Still banging on about Vietnam… and a recipe for Pho

vietnamese pho noodle soup
One thing that is very noticeable in Vietnam is the hawkers… every densely populated area (which is in fact every square meter of ground in this country) has it’s hawkers and those hawkers will hit the streets in force and advance on the populace, both local and foreign, and will all try and convince you that they are selling exactly what you need; a book, CDs, donuts and other sweet coated fried bread products, cigarettes, cigarette lighters, wallets, hats, trinkets (I don’t even know what a trinket is, but it seems like something these people would sell), watches and other bits and pieces.

For the most part they are in fact selling nothing that you need, but they will not believe you when you tell them this, so you need to walk on (see “the cardinal rule when dealing with hawkers”).

The only hawkers that truly have something that you might want are the ones who are selling the donuts. Sweetened little balls and fingers (not actual body parts) of tasty fried bread goodness, these guys are doing you a favour. But, if you do in fact make a purchase from one of these vendors you are faced with another set of problems because you have in fact communicated and, dare I say, looked the hawker in the eye and in doing so, you have broken the cardinal rule when dealing with hawkers – if I may bring it to your attention – DO NOT ACKNOWLEDGE OR LOOK AT HAWKERS.

Given exercise: Carry on the piece about street hawkers in Vietnam, picking up right after its final sentence.

Supplied information:
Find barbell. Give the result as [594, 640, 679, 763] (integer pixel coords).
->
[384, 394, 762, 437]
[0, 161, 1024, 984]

Solved problem:
As much as you are a nice and decent human being and they are people too and you have your obligation to be kind to your fellow man and blah blah blah. Well you need to realise that these people are the lion and you are the antelope, and if you falter, even for a second, they will pounce on you, drag you to the ground and rip you to shreds, then more of their kind will come and squabble over your remains.

It is like opening your door to a gypsy; you only see one initially and think that’s going to be fine, next minute your house is over-run and you find yourself renting your own Toyota Camry from a small man with a decisive limp and an uncanny way with goats…

Legit as heck - pho getting served in the streets of Hanoi
Legit as heck – pho getting served in the streets of Hanoi

Another thing that is very easily noticeable is the love of pho.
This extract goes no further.